##### Data shown #####

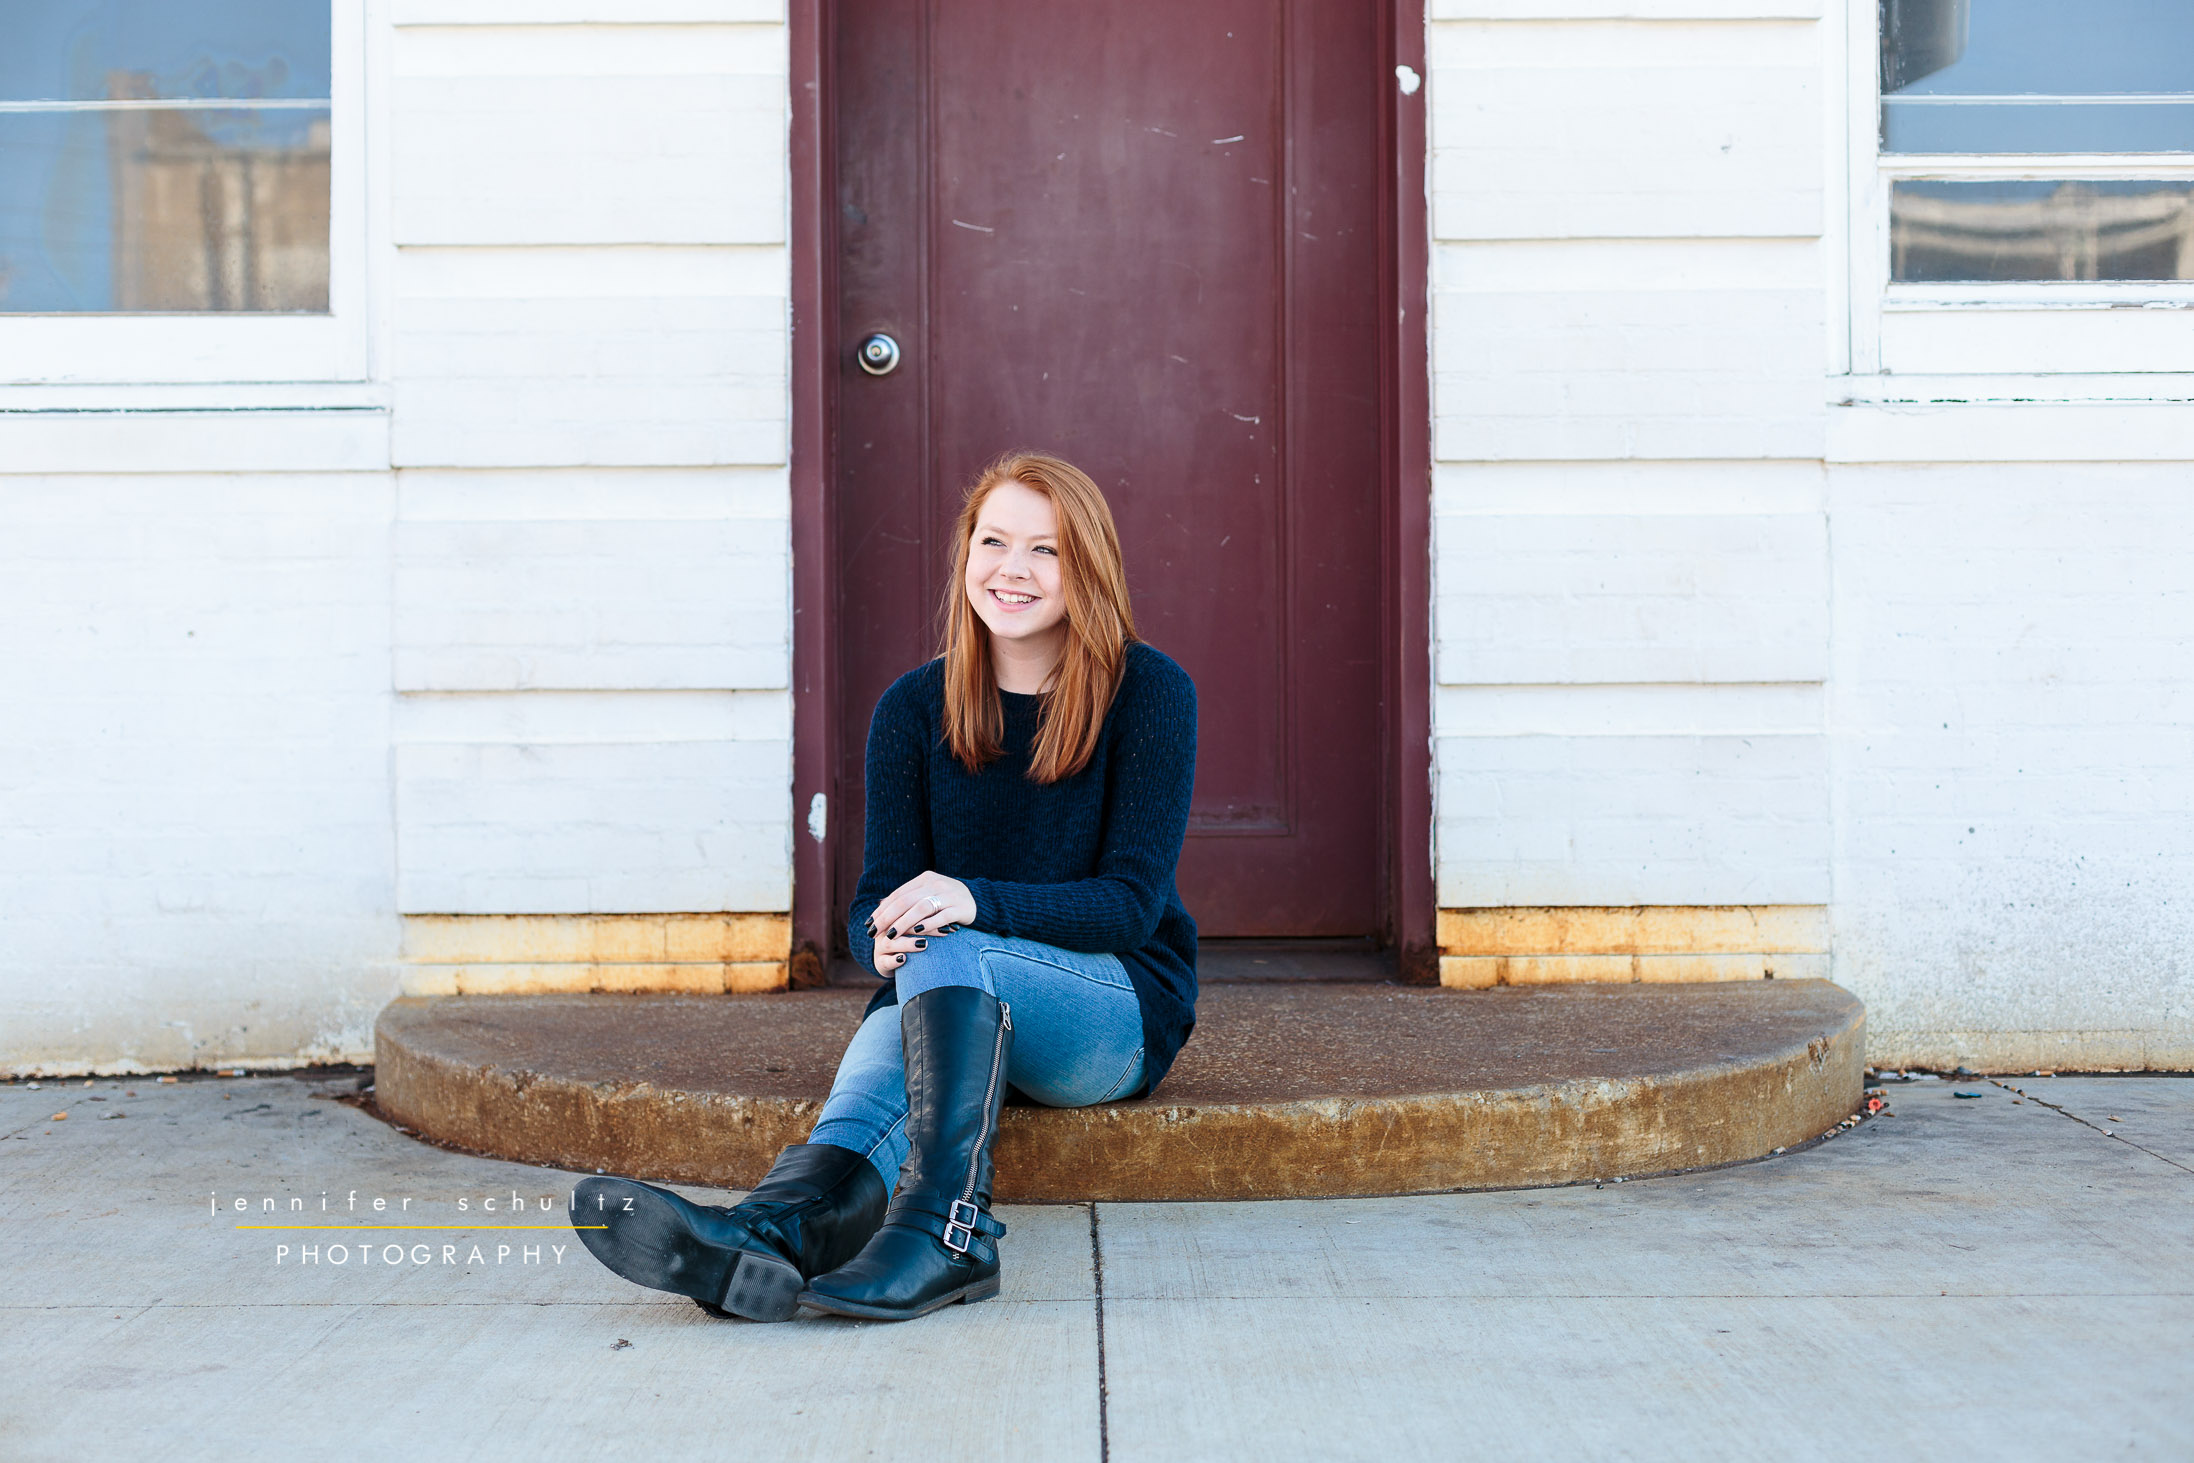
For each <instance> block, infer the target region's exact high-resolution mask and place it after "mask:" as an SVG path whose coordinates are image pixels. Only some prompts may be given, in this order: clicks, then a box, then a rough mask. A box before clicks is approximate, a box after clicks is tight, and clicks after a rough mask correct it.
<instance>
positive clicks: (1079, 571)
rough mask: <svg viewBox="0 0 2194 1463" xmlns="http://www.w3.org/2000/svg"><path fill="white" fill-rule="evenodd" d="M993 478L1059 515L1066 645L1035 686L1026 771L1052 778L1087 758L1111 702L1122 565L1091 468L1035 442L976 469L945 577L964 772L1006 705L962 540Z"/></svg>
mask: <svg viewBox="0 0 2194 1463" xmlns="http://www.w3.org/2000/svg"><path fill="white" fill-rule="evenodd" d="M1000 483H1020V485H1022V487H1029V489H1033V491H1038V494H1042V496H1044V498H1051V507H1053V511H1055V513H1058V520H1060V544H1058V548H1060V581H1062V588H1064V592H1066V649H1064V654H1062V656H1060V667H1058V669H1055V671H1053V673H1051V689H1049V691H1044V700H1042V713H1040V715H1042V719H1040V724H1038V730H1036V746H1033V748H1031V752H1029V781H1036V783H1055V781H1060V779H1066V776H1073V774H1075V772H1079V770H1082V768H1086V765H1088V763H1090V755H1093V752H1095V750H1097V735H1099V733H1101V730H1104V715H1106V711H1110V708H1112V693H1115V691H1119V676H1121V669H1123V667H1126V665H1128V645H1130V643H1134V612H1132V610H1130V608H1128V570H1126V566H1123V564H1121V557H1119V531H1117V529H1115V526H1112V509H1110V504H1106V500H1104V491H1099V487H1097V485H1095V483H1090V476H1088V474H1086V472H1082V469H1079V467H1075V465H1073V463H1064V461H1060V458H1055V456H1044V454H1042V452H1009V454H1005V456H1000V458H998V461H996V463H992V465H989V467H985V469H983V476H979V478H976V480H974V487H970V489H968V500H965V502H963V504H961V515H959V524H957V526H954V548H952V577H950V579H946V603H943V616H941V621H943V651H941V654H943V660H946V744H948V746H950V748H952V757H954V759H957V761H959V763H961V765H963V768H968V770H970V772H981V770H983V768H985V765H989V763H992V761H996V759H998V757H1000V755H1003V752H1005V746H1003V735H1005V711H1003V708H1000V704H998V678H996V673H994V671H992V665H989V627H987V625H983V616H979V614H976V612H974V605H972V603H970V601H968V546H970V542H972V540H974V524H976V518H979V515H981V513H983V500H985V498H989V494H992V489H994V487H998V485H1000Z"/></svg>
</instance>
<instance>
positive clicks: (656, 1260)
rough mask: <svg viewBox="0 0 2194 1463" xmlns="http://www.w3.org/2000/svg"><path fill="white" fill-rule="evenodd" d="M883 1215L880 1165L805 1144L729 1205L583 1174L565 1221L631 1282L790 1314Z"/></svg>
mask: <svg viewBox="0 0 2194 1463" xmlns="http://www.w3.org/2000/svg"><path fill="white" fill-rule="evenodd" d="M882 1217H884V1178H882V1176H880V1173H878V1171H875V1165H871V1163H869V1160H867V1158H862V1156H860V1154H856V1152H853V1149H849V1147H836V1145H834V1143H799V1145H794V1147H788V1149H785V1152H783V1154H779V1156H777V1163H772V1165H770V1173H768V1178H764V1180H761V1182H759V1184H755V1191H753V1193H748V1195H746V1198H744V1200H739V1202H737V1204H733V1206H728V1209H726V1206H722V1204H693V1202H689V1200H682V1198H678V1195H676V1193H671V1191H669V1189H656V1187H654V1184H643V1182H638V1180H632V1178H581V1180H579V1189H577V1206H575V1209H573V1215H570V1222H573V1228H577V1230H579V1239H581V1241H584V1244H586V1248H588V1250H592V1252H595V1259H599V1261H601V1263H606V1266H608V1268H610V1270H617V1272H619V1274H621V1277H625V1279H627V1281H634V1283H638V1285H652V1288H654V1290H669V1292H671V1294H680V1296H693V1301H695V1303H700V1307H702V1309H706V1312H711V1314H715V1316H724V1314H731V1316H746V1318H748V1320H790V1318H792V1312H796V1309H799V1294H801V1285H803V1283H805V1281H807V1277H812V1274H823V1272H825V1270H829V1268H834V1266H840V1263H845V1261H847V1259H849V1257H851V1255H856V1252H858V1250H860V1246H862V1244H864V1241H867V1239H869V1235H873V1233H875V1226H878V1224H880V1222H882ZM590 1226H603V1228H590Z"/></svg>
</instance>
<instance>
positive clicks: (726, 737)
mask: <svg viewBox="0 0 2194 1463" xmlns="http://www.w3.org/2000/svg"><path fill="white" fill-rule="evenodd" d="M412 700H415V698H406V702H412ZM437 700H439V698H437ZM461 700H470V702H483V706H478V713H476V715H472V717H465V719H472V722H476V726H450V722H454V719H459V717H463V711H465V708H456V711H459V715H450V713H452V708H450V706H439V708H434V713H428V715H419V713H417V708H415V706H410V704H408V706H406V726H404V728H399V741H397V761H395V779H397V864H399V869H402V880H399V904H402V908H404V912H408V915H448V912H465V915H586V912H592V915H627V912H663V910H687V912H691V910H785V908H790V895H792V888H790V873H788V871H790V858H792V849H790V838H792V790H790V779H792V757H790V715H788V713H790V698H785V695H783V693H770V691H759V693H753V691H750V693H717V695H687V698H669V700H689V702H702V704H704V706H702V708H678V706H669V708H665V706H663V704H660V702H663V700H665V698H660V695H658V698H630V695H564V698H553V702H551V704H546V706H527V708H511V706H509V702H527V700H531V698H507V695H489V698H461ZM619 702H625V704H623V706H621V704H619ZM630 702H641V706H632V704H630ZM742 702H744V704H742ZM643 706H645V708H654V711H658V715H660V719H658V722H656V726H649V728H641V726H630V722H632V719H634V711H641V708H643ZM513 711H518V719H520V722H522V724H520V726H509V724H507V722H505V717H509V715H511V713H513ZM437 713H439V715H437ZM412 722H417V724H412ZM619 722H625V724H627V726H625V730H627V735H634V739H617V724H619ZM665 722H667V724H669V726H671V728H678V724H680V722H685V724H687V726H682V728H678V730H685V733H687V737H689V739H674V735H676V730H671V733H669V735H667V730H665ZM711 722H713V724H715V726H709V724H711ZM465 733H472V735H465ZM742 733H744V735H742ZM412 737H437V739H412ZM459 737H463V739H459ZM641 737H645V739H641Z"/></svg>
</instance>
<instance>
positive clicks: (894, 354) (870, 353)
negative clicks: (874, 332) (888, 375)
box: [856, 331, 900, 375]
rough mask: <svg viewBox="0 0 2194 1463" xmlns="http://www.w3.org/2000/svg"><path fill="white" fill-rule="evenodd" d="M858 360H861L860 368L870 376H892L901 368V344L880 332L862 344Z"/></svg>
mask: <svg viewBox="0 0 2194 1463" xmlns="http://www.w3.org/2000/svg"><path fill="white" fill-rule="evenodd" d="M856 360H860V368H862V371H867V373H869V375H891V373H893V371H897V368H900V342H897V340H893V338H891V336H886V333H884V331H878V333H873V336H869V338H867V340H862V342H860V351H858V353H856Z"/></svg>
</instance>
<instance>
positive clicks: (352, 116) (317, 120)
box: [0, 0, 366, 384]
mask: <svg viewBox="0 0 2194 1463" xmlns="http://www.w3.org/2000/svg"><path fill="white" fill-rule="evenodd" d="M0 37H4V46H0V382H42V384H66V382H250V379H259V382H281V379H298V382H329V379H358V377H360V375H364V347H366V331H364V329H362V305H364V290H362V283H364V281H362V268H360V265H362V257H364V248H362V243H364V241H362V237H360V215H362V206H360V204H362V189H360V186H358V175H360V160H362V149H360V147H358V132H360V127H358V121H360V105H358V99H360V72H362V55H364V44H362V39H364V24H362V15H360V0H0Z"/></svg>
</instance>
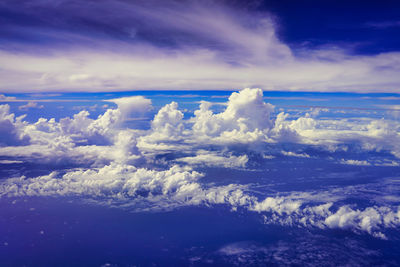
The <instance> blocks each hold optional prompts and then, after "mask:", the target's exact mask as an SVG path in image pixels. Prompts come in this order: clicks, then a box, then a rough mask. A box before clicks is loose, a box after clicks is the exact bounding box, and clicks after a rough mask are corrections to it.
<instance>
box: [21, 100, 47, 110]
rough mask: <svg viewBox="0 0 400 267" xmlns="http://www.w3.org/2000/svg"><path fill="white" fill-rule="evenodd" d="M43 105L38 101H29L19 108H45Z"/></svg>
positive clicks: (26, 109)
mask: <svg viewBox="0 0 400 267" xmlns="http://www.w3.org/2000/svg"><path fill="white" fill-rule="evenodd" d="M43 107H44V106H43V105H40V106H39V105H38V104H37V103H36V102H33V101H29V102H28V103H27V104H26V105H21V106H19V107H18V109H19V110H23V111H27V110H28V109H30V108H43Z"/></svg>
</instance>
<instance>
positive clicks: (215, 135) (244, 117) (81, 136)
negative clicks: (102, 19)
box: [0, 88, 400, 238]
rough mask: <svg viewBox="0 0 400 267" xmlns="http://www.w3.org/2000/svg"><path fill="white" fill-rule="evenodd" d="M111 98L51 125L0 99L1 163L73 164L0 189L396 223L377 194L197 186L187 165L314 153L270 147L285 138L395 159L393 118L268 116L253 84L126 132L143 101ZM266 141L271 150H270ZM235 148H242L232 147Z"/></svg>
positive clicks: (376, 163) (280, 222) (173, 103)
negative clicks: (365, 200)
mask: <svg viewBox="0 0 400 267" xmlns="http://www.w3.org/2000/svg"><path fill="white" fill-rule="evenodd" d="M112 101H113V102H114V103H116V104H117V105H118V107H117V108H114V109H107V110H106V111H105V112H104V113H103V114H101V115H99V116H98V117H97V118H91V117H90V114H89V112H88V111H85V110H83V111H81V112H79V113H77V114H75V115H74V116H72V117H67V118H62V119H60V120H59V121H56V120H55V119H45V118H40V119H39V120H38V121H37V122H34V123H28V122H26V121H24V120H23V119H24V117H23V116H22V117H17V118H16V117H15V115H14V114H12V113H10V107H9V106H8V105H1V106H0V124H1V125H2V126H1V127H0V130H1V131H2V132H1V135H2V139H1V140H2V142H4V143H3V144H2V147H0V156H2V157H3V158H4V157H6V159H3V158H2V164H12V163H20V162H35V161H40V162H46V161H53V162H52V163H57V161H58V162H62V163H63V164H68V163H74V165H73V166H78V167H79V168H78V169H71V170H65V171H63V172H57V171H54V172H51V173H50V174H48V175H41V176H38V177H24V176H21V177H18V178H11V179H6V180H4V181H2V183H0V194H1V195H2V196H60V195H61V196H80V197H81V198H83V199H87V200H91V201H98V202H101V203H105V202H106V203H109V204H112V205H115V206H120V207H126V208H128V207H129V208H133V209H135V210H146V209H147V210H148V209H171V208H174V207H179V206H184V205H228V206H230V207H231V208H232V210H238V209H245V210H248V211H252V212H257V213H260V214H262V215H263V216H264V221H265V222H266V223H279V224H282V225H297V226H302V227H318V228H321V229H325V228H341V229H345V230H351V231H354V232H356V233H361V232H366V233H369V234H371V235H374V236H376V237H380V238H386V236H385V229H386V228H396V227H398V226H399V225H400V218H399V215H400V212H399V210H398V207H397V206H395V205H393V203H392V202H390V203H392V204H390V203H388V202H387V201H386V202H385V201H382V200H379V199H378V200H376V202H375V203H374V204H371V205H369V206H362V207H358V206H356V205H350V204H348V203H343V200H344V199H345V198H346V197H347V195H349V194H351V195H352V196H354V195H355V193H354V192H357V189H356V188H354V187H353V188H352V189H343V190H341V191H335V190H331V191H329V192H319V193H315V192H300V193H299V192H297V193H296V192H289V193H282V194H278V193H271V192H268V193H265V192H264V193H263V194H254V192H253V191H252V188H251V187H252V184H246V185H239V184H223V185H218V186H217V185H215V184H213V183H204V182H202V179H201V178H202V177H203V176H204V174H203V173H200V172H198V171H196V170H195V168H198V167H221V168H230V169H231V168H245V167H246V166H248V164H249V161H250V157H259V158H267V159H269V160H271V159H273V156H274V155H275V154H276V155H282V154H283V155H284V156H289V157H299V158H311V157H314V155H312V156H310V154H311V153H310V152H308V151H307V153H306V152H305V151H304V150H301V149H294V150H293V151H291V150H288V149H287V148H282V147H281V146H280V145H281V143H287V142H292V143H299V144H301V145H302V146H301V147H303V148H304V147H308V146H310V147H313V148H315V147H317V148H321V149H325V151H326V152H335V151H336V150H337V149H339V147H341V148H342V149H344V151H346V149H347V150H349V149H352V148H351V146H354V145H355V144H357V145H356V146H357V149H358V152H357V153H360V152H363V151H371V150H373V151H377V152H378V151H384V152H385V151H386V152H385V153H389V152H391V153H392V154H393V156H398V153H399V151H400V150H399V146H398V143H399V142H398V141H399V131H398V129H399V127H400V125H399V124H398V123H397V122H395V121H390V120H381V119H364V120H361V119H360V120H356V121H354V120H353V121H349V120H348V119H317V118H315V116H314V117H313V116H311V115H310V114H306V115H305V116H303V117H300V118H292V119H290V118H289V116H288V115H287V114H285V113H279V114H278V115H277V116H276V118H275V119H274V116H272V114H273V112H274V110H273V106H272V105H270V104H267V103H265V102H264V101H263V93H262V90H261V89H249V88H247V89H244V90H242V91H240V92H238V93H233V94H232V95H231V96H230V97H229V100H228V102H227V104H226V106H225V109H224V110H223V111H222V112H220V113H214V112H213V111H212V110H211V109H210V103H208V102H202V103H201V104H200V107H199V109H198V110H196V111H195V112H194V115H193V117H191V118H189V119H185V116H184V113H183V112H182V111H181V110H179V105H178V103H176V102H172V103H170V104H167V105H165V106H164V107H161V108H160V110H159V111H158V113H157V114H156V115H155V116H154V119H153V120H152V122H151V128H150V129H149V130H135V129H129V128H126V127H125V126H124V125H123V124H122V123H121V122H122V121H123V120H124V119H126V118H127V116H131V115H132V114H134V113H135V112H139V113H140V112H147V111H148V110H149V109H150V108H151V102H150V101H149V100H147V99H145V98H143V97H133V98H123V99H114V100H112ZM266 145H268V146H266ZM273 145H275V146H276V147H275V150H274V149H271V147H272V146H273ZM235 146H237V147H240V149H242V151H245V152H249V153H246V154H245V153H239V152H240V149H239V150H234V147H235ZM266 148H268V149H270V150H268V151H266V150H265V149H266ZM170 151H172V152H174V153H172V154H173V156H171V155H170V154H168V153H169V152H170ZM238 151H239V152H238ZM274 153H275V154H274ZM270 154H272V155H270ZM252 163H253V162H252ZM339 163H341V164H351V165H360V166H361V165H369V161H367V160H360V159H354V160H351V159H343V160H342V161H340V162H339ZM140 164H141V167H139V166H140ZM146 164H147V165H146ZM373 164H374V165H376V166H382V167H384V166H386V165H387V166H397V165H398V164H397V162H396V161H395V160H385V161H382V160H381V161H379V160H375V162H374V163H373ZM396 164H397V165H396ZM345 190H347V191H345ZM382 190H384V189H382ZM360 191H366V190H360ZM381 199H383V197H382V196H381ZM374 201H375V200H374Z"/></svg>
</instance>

#####

- Directions
Give again, word for word, the lines above from the first one through the one containing "positive clicks: (1079, 571)"; no pictures.

- Expected answer
For each <instance> block, infer the target region's exact high-resolution mask and place it after "mask:" as an SVG path whose coordinates are image pixels. Only some prompts may be given, in this order: clicks, then a box, then a rough mask. A box before clicks is approximate, a box after clicks is tight, and clicks after a rough mask correct it.
<instance>
positive clicks: (1079, 571)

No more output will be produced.